El padre de familia estaba deprimido. “¡Caramba! —exclamó con tristeza—. ¡Cuán pronto se van los días felices! Vino la Navidad, vino el Año Nuevo, y ya todo pasó”. “No te preocupes, papi —trató de consolarlo Dulciflor, su hija soltera—. Ahora va a venir la cigüeña”.

Silly Konn, vedette de moda, tenía mucha pechonalidad. Quiero decir que era dueña de abundosas preponderancias delanteras, tan grandes que semejaban la enhiesta proa del Missouri, famoso portaviones de la armada norteamericana. El busto de la cantatriz era tan opimo, tan magnificente, tan ubérrimo, que la mujer usaba brassiére copa A. Ah jijo. Cierto día fue a un restorán italiano y pidió una pizza de tamaño grande. Transcurrió un buen rato, y Silly llamó al mesero. Le dijo con molestia: “Hace media hora pedí una pizza, y no me la ha traído”. Respondió muy cortés el camarero: “Si la señora se retira un poco de la mesa la encontrará ahí abajo”.

Babalucas decidió meterse a ladrón. Junto con otro caco más avezado entró cierta noche en una relojería. Los dos rateros empezaron a embolsarse relojes. El experto le preguntó a Babalucas: “¿Qué haces en ese mostrador? Acá están los relojes más finos y más caros”. “Sí —reconoció Babalucas—. Pero éstos están en oferta”.

Doña Madana, señora bastante entrada en carnes, le dijo a su marido: “En el clóset encontré una falda que no uso desde hace un año. Me la voy a poner”. Preguntó con tono escéptico el señor: “¿Crees que aún te quede?”. Respondió ella: “Eso es lo que quiero averiguar”. Poco después anunció doña Madana desde la otra habitación: “Ya me puse la falda”. Inquirió el esposo: “¿Te quedó?”. Contestó la mujer: “Un poco apretada. Ahora voy a ver qué me pongo en la otra pierna”.

Tarea asignada 1 :: Explique en una a tres oraciones por qué, según el fragmento, Babalucas sigue tomando relojes de su mostrador a pesar de lo que le dice el otro ladrón.
Tarea asignada 2 :: De acuerdo con el fragmento, ¿cuánto tiempo dijo Silly Konn que había pasado desde que pidió la pizza?

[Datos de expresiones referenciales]
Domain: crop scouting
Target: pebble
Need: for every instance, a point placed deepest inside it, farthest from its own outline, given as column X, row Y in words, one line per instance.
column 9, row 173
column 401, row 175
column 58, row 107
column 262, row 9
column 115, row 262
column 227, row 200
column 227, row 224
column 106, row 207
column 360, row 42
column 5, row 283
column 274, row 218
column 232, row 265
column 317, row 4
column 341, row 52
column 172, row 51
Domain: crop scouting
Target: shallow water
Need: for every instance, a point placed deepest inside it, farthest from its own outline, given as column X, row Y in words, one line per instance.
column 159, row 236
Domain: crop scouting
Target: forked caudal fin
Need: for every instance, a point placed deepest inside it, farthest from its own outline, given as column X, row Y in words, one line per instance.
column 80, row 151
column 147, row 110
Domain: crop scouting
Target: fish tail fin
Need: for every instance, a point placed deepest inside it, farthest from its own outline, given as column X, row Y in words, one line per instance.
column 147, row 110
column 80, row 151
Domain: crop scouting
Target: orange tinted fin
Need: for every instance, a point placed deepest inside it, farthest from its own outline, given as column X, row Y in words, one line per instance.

Su respuesta 1 :: Babalucas permanece en su mostrador porque, según él, esos relojes están en oferta. Lo hace aunque el ladrón más avezado le señala que en el otro mostrador están los relojes más finos y más caros.

Su respuesta 2 :: Media hora.